WORK TASK:
Check each line of the entries below for the string "rough"; copy every line where it appears.

*** Opening SUPPLIED MATERIAL ***

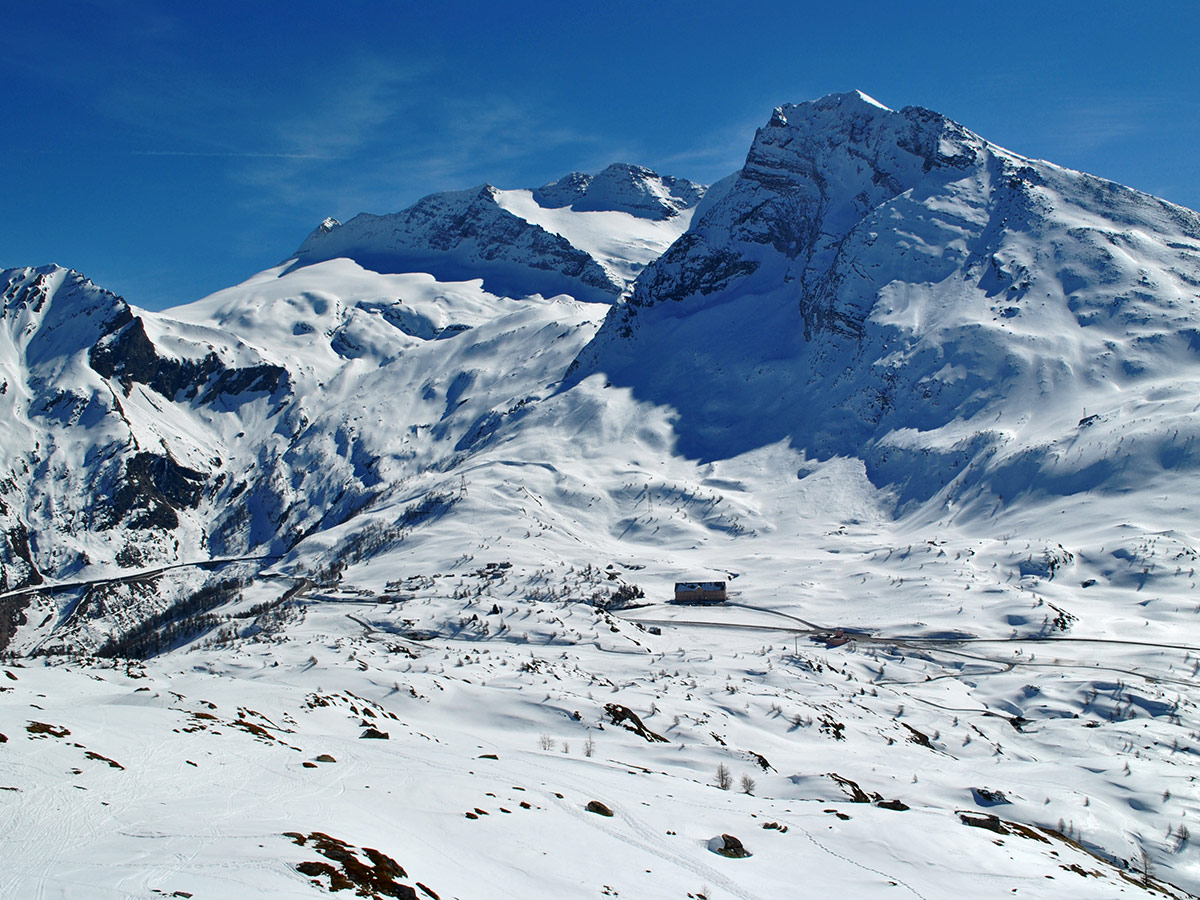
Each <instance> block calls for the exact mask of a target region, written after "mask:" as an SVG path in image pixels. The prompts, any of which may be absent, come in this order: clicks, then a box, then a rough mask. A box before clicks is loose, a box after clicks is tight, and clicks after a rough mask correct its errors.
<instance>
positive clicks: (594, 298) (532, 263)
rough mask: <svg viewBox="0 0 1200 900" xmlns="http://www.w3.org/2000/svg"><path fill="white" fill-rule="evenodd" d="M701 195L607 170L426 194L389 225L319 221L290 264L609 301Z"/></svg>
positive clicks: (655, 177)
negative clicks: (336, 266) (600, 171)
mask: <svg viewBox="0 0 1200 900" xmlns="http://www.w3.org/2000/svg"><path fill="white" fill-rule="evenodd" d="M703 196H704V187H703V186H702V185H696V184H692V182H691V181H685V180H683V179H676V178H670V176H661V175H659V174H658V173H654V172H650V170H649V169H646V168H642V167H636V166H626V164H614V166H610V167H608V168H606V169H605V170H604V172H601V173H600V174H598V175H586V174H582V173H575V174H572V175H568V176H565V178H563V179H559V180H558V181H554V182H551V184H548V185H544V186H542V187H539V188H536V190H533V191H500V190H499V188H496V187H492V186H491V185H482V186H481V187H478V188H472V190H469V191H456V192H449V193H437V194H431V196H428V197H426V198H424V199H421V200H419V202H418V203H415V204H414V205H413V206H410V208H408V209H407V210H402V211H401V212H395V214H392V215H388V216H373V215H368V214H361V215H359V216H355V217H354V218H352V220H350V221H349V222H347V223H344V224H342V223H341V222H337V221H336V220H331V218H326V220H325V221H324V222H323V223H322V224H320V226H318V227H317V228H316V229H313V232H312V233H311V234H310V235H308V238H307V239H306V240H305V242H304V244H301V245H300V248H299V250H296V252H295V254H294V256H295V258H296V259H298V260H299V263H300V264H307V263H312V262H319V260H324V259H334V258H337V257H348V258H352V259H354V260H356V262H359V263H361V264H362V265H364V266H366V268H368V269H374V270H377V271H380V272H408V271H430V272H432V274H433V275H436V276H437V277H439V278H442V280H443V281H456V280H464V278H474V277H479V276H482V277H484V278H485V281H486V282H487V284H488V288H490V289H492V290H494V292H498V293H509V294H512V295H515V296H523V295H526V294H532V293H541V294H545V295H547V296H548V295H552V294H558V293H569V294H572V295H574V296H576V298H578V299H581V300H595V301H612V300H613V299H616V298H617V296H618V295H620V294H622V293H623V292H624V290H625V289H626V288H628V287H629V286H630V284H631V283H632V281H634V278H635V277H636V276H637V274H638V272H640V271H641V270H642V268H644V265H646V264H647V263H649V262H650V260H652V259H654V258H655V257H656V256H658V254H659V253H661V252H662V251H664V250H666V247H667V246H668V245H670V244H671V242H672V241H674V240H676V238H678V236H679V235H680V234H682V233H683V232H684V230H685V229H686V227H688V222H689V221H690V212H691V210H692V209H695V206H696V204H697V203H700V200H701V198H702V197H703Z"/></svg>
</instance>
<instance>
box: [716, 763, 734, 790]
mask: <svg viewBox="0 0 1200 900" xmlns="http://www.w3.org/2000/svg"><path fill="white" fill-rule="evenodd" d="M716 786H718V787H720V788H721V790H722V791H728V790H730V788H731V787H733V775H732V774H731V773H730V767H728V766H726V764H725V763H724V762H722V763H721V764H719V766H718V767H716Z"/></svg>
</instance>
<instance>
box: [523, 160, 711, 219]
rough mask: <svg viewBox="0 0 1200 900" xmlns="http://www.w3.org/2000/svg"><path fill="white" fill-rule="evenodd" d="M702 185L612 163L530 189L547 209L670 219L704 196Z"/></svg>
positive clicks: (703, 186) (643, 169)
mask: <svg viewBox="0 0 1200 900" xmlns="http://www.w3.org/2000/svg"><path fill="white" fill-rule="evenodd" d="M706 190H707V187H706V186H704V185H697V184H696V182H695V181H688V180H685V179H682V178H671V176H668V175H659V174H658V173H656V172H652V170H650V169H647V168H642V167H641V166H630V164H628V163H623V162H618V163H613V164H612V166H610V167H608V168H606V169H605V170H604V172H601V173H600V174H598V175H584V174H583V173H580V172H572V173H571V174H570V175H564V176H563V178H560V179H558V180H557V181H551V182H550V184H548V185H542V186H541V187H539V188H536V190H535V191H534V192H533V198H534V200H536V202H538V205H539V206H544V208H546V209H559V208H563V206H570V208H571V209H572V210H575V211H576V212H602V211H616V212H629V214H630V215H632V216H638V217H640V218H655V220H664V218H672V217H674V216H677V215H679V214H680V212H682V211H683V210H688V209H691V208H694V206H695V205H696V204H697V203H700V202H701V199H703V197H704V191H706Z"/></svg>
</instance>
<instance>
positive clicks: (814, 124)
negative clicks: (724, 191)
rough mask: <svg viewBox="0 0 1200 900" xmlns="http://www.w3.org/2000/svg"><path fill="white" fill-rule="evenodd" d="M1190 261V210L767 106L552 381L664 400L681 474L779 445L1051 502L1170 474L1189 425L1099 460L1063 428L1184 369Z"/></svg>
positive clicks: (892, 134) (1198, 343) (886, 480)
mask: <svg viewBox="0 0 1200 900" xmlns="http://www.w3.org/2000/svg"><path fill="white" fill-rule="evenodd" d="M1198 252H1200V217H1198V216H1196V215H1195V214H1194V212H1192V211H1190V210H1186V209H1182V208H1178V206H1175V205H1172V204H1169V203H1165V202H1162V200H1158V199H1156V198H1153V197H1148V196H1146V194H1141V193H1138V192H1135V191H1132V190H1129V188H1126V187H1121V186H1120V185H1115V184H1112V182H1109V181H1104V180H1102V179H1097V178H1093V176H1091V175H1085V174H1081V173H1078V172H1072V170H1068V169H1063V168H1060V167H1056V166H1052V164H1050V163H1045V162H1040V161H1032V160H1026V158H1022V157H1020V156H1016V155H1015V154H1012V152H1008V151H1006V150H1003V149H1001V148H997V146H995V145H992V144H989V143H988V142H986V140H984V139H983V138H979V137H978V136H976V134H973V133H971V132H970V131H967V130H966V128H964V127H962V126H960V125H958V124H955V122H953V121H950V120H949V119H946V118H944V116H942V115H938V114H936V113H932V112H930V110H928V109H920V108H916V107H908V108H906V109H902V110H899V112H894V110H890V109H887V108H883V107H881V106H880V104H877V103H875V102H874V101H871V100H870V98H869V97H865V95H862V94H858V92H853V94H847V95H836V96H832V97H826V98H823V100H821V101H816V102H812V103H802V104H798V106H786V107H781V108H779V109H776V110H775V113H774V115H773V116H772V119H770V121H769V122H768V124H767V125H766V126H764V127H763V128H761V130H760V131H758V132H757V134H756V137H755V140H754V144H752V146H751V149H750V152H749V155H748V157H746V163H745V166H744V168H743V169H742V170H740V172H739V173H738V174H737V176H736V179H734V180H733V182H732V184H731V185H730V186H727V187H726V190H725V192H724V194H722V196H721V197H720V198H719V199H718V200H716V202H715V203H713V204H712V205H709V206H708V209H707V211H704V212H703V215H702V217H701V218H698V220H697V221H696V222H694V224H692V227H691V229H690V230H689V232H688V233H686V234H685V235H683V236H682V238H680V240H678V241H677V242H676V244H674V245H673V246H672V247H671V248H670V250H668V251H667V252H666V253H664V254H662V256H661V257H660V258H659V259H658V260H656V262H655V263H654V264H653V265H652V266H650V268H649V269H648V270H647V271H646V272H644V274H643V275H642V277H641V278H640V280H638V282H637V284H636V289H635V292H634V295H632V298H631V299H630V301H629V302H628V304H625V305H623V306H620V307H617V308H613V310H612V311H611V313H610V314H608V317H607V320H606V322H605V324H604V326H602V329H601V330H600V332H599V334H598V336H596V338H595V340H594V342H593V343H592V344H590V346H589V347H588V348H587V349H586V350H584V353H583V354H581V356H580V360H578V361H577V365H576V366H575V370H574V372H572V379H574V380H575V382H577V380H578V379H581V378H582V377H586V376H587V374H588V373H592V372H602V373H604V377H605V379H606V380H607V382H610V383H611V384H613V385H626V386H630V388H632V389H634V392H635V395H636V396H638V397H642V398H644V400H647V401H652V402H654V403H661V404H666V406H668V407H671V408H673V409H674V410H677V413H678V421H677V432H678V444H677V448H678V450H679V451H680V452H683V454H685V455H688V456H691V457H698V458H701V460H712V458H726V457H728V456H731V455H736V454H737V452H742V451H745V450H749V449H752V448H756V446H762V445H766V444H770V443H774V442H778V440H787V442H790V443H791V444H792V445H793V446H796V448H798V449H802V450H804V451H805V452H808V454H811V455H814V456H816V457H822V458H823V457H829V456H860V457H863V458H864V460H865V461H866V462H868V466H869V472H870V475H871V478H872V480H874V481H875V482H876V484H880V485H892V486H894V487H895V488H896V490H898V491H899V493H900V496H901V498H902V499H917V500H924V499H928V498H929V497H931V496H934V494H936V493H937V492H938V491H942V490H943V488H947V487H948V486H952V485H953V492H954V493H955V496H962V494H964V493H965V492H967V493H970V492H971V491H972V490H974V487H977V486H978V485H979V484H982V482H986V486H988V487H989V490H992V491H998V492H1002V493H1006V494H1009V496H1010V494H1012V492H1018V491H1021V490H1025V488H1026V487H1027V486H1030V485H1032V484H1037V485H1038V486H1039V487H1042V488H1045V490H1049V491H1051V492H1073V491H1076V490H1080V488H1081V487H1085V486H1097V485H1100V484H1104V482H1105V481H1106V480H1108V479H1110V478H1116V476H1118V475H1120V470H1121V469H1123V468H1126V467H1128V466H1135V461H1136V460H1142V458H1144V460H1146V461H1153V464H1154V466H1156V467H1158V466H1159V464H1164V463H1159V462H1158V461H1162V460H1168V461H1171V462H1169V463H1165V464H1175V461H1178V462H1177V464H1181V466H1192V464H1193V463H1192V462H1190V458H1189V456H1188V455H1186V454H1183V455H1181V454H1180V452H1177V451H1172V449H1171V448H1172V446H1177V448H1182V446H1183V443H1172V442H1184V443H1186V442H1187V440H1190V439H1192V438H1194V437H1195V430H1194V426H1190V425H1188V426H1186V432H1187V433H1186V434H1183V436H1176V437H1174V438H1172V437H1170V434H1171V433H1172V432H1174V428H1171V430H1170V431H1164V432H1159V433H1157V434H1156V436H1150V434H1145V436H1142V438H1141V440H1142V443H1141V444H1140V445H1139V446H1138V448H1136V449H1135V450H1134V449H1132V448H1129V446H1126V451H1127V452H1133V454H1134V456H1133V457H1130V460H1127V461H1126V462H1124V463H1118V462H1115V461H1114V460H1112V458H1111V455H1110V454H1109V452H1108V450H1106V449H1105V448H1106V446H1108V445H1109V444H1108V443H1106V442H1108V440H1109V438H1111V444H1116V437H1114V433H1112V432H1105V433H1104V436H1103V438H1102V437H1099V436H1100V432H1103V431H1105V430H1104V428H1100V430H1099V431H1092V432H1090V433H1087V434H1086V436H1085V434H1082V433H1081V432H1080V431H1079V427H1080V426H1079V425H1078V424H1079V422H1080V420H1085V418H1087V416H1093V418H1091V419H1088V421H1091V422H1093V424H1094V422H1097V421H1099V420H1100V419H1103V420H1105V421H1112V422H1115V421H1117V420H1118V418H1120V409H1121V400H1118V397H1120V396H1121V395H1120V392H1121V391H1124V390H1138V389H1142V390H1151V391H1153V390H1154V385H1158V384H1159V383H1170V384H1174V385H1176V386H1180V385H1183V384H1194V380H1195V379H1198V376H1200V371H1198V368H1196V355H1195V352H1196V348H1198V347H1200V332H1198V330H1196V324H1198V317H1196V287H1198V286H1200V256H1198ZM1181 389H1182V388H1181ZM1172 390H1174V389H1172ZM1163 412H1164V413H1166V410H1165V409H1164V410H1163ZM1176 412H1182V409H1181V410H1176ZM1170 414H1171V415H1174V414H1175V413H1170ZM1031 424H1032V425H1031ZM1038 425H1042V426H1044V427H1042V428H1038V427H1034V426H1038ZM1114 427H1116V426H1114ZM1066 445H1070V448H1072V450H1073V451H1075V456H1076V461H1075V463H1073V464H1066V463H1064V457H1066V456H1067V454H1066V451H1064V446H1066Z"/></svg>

*** Closing SUPPLIED MATERIAL ***

ANSWER BELOW:
Each <instance> block calls for the exact mask of a target region, written after "mask:" as an SVG path in image pixels. The prompts, any of which may be absent, come in this order: clicks, then a box, then a rough mask. A box before clicks is loose, a box after clicks is tight, and clicks after a rough mask correct its errors.
rough mask: <svg viewBox="0 0 1200 900" xmlns="http://www.w3.org/2000/svg"><path fill="white" fill-rule="evenodd" d="M701 195L607 170L426 194L389 225L319 221L290 264L609 301Z"/></svg>
rough mask: <svg viewBox="0 0 1200 900" xmlns="http://www.w3.org/2000/svg"><path fill="white" fill-rule="evenodd" d="M702 185L612 163L530 189L547 209L670 219L704 196Z"/></svg>
rough mask: <svg viewBox="0 0 1200 900" xmlns="http://www.w3.org/2000/svg"><path fill="white" fill-rule="evenodd" d="M1190 261V210L767 106L552 381L664 400L681 474L779 445L1051 502L1170 474L1189 425L1099 460L1063 428L1184 369Z"/></svg>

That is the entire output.